- _Task data_:
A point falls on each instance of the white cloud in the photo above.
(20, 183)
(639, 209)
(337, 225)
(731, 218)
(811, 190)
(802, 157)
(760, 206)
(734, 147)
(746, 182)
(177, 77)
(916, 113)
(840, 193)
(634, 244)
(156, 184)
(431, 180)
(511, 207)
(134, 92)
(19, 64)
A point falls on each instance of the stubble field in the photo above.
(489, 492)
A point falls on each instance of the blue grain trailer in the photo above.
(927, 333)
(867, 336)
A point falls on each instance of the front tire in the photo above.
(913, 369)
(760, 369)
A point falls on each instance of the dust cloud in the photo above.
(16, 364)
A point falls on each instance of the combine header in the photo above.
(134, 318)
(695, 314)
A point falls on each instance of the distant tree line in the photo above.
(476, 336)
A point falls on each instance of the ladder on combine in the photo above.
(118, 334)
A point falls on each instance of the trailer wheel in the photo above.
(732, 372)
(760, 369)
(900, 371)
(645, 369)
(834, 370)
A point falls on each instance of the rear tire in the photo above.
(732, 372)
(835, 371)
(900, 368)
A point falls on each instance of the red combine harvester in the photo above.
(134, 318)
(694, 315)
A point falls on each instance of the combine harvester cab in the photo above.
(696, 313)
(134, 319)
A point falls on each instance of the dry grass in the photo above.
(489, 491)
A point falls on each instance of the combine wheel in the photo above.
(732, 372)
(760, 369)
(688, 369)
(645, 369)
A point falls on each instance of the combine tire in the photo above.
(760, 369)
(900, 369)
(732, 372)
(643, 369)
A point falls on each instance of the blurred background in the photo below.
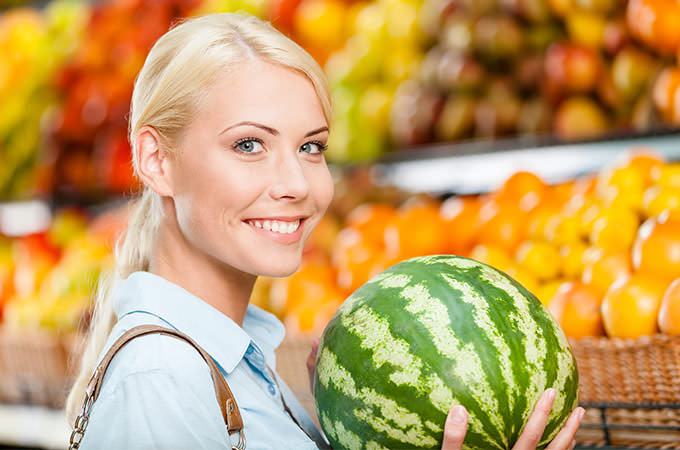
(539, 136)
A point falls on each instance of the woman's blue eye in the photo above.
(313, 148)
(249, 145)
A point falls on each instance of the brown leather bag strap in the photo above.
(225, 398)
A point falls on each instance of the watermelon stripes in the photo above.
(432, 332)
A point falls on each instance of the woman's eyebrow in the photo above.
(317, 131)
(270, 130)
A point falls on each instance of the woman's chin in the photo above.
(280, 270)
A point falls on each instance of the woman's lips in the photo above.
(284, 238)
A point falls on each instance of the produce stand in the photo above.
(632, 393)
(445, 88)
(475, 166)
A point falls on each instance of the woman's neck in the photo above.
(223, 287)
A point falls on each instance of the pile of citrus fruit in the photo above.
(602, 251)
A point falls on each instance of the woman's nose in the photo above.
(289, 180)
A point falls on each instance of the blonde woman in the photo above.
(228, 126)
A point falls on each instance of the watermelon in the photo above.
(432, 332)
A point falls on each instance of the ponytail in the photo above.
(132, 253)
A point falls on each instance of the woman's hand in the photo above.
(311, 363)
(456, 427)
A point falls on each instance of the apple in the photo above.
(579, 118)
(573, 68)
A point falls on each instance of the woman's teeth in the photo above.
(276, 226)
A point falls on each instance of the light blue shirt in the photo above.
(158, 393)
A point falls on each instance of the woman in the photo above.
(228, 125)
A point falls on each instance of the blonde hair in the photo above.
(168, 90)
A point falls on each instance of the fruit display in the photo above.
(384, 50)
(47, 279)
(431, 332)
(600, 251)
(33, 44)
(319, 26)
(87, 148)
(566, 68)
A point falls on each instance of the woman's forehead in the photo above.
(264, 90)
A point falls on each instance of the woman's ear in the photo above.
(154, 162)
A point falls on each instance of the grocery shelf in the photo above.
(481, 166)
(33, 426)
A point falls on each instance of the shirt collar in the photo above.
(218, 334)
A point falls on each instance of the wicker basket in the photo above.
(35, 368)
(630, 388)
(631, 391)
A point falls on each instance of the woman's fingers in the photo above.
(455, 428)
(565, 438)
(311, 363)
(533, 430)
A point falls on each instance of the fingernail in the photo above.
(457, 414)
(580, 412)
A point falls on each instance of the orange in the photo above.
(502, 225)
(371, 219)
(615, 229)
(546, 291)
(572, 259)
(576, 307)
(324, 235)
(644, 160)
(667, 175)
(491, 255)
(540, 258)
(460, 215)
(539, 219)
(311, 282)
(603, 268)
(630, 308)
(665, 92)
(621, 186)
(585, 185)
(321, 23)
(561, 193)
(655, 22)
(658, 199)
(669, 313)
(588, 212)
(525, 189)
(416, 230)
(657, 248)
(353, 258)
(563, 229)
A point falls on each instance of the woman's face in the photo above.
(251, 181)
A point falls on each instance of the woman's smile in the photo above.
(286, 230)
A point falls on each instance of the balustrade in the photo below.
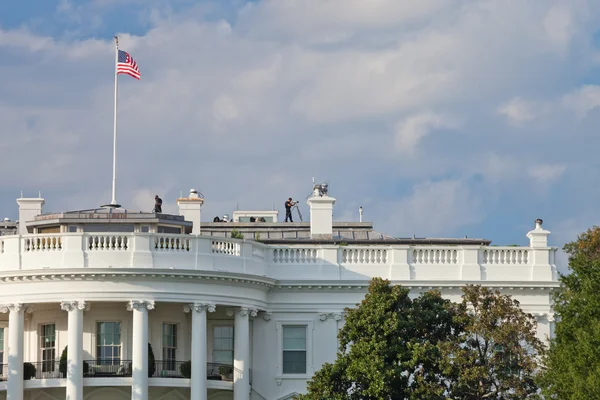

- _Instructions for the task_:
Reproduce all of the material above word for word, leaving out the pictures.

- _Complete output_:
A point falls on each instance of the white cloud in the photo above.
(20, 183)
(639, 209)
(337, 225)
(731, 218)
(811, 190)
(802, 157)
(760, 206)
(734, 147)
(746, 182)
(177, 77)
(916, 113)
(840, 193)
(634, 244)
(156, 184)
(431, 180)
(511, 207)
(134, 92)
(19, 64)
A point falls on each instance of the stubble field in the photo above.
(489, 492)
A point falls on each instance of the blue grain trailer in the photo above.
(927, 333)
(867, 336)
A point falls on each instance of the front tire in the photo above.
(913, 369)
(760, 369)
A point falls on each instance of the dust cloud in the photo above.
(16, 364)
A point falls on each instance of the combine header in the photo above.
(134, 318)
(695, 314)
A point falls on each instance of the distant tree line in the photo above.
(476, 336)
A point falls on each instance of the ladder on combine in the photo above.
(118, 334)
A point falls on each instance of the trailer wheel in the photo above.
(732, 372)
(760, 369)
(900, 371)
(645, 369)
(834, 370)
A point falls on each instance of the rear tire in the photo above.
(732, 372)
(835, 371)
(900, 368)
A point falls on each instance of the red combine harvester in the photo above.
(134, 318)
(694, 315)
A point falls on each instance of the combine harvester cab in the photo above.
(696, 313)
(134, 319)
A point falls on each instance of the dry grass in the photo above.
(489, 491)
A point falls on each instance of the combine wheel in the photo above.
(732, 372)
(760, 369)
(688, 369)
(645, 369)
A point falls on each instance of the combine tire in the photo above.
(760, 369)
(900, 369)
(732, 372)
(643, 369)
A point falls on each instance of the blurred background in the photo below.
(539, 136)
A point falls on each instance of the woman's blue eye in the photo above.
(313, 148)
(249, 145)
A point falls on each instance of the brown leather bag strap in the photo above.
(225, 398)
A point falls on each instance of the watermelon stripes in the photo above.
(432, 332)
A point falls on each instance of the woman's eyebrow in the photo above.
(317, 131)
(270, 130)
A point falls on each instance of the woman's chin in the photo above.
(280, 270)
A point falls on each instance of the woman's lips in the photo above.
(284, 238)
A point falls on each instance of the produce stand in the photo above.
(632, 393)
(445, 88)
(475, 166)
A point falls on each instance of the woman's neck in the photo above.
(223, 287)
A point falls on each instance of the pile of citrus fruit in the photo above.
(602, 251)
A point falls on each instance of the woman's nose in the photo above.
(289, 180)
A point falls on each instance of the blonde woman in the photo above.
(228, 126)
A point falls on each instance of the watermelon in the photo above.
(432, 332)
A point falls on each instance of the ponytail in the photo above.
(132, 253)
A point falls on each instance of the woman's hand in the photo above.
(311, 363)
(456, 427)
A point falls on each instance of the apple in the photo above.
(579, 118)
(573, 68)
A point falls on each instance of the woman's teeth in the photo above.
(276, 226)
A point falls on each instance of the light blue shirt in the photo above.
(158, 393)
A point falls on each instance of the woman in the photo above.
(228, 125)
A point falls on each instance of the blonde hair in the photo above.
(168, 90)
A point falls on each instance of the fruit display in the photo above.
(384, 50)
(47, 279)
(431, 332)
(600, 251)
(33, 44)
(319, 26)
(87, 148)
(566, 68)
A point falls on each instance of the woman's forehead in the photo above.
(264, 90)
A point falls on each instance of the woman's ear in the photo above.
(154, 162)
A point falls on each instance of the grocery shelf in the photo above.
(481, 166)
(33, 426)
A point falls on each instance of the shirt collar in the photo above.
(218, 334)
A point falls on each instance of the wicker basket in the photo above.
(35, 368)
(630, 388)
(631, 391)
A point falls on each instance of the woman's fingers in the photo above.
(455, 428)
(565, 438)
(311, 363)
(533, 430)
A point falls on each instance of the fingernail in the photo above.
(457, 414)
(580, 412)
A point falls on each instance of the orange in the photo above.
(502, 225)
(371, 219)
(615, 229)
(546, 291)
(572, 259)
(576, 307)
(324, 235)
(644, 160)
(667, 175)
(491, 255)
(540, 258)
(460, 215)
(539, 219)
(311, 282)
(603, 268)
(630, 308)
(665, 92)
(621, 186)
(585, 185)
(321, 23)
(561, 193)
(655, 22)
(658, 199)
(669, 313)
(588, 212)
(525, 189)
(416, 230)
(657, 248)
(353, 258)
(563, 229)
A point falls on each instance of the woman's face in the photo above.
(251, 181)
A point falls on each instance of the woman's smile in the photo above.
(286, 230)
A point falls on each instance of the balustrade in the photo below.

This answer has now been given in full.